Судьба московского ополчения — одна из трагических страниц, связанных с 1941 годом. Перед вами книга одного из тех немногих, кто смог вернуться домой, пройдя отчаяние и апатию окружения под Вязьмой осенью 41-го, ужасы немецких лагерей военнопленных, напряжение побега и тяжесть партизанской жизни. Из целого ряда мемуаров о войне эта книга выделяется яркими описаниями событий и людей, с которыми приходилось сталкиваться автору. Николай Обрыньба не делит их по национальному признаку. Немец, русский или украинец — все делятся на две категории: те, кто пытались его убить, и те, кто помогали выжить. Отсюда теплота в отношении целого ряда немцев и леденящая ненависть к предателям Родины. Исключительно интересны рассуждения автора о том, как в невыносимых условиях плена рождается предательство, где находится та грань, за которой началось сотрудничество с оккупантами. Необычность судьбы автора, его дар живописца и литератора позволяют ощутить, каково было миллионам наших соотечественников, оставшихся по ту сторону линии фронта.
Часть первая. От ополчения до партизан. Июнь 1941 — август 1942
Глава первая.
Июнь — сентябрь 1941
О грусти. — 22 июня. — Солдаты. — На марше. — Мотоциклисты. — Под Ельней. — Медсестра Тоня. — Строим операционную
Тоска или грусть почему-то нападают в светлые, тихие солнечные дни; все озарено солнцем, легкие тени скользят по земле от далеких светлых облаков; слышны где-то голоса людей, появляясь и исчезая; в комнате в окно бьются мухи, жужжа и ударяясь о стекло, хотя рядом отворена створка. В открытое окно падает луч солнца, и вся комната наполнена отраженным светом весеннего дня; казалось бы, полный покой должен окутать душу, а в ней рождаются воспоминания и стремление куда-то, тянущие в прошлое, встают картины детства и первая любовь, мои товарищи… — но во всем нет завершения, от этого делается грустно. Картины выплывают, все озаренные таким же солнцем, и хочется вернуться туда, еще раз пережить те минуты, встречи, как жаль, что я не ценил прошлого и не мог выпить, все впитывая в себя, все ощущения чудесного, неповторимого детства. То я вижу берег Ворсклы с водяными мельницами и в тени фигурку загорелой девочки, мне хочется много-много сказать о своей любви, но стеснение сковало меня, и я только смотрю и говорю ей о совсем неинтересном, постороннем. Почему я не сказал ей, не получил ответа? — от этого делается грустно на душе… Я люблю вспоминать встречу с Галочкой, но опять грусть наполняет меня, мне хотелось бы остановить время и видеть ее в белом платье на ветру, с упругим и прохладным телом после купания, ветер треплет ей волосы, закрывая лицо… Или вот она сидит, закинув руки за голову, и на коленях у нее цветы, такой я ее нарисовал по фотографии в плену, когда ко мне вернулось зрение и мне хотелось хоть чем-то закрепить, остановить видение, испытать грусть о пронесшемся… Как хочется повторить, остановить те минуты, но в мире, как видно, ничего ни остановить, ни повторить невозможно.

★ ★ ★ ★ ★

Ответьте по отрывку на три вопроса:
(a) Под каким городом автор оказался в окружении осенью 1941 года?
(b) На какие две категории автор делит людей?
(c) На берегу какой реки автор видит в воспоминаниях фигурку загорелой девочки?

■ ИЗВЛЕЧЁННЫЕ ДАННЫЕ
★ ★ ★ ★ ★

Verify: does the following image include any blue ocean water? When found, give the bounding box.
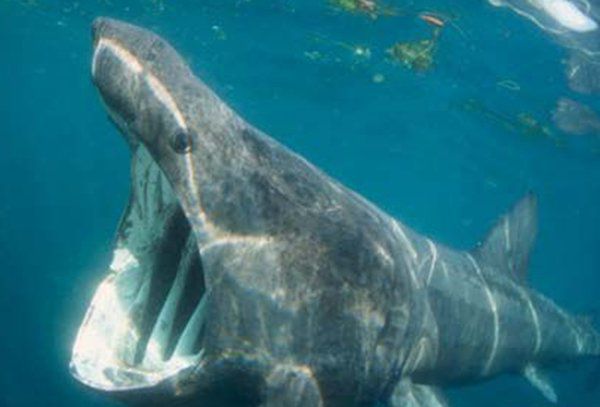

★ ★ ★ ★ ★

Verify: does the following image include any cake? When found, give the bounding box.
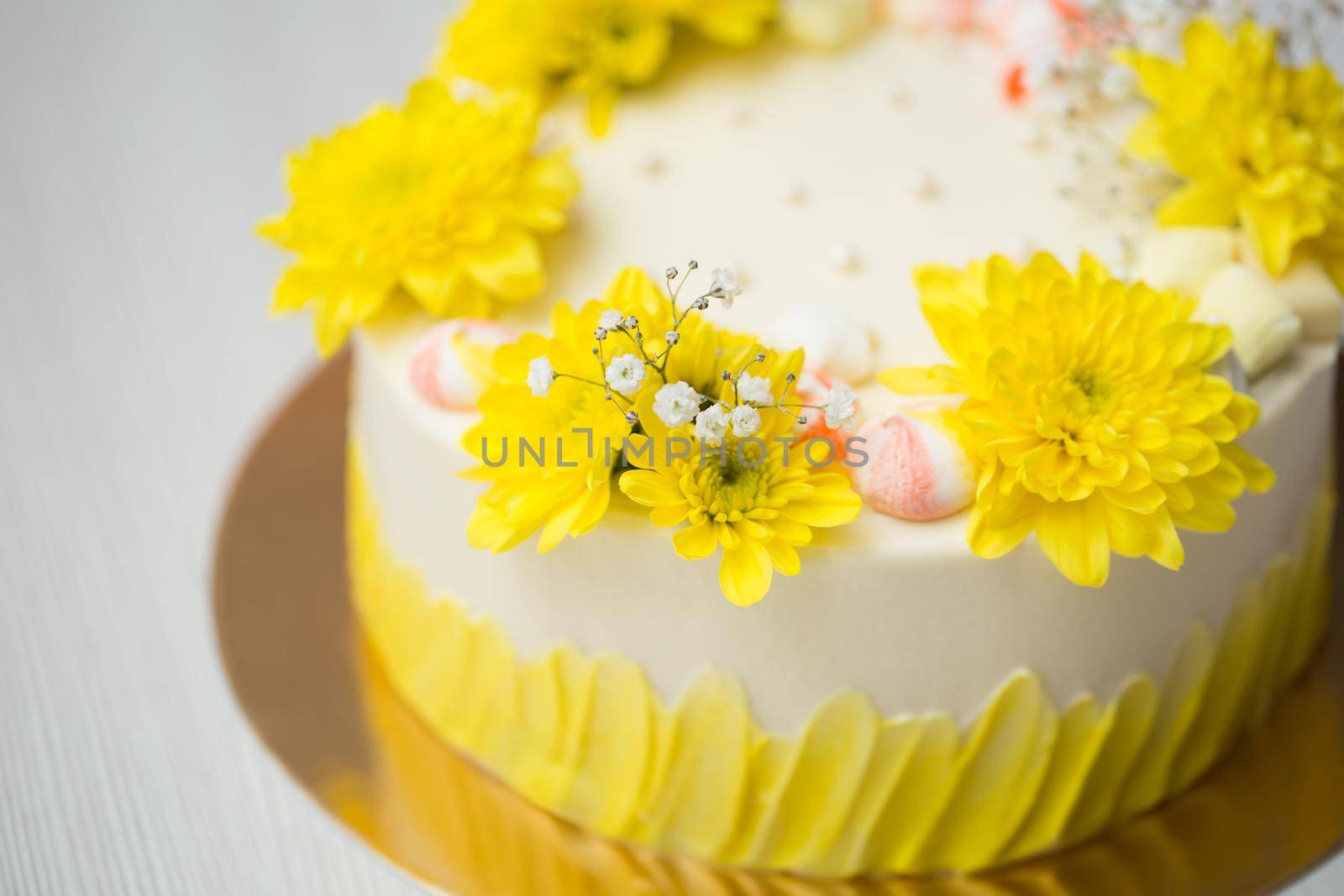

★ ★ ★ ★ ★

■ РЕЗУЛЬТАТ ВЫПОЛНЕНИЯ
(a) Под Вязьмой.
(b) На тех, кто пытался его убить, и тех, кто помогал выжить.
(c) На берегу Ворсклы.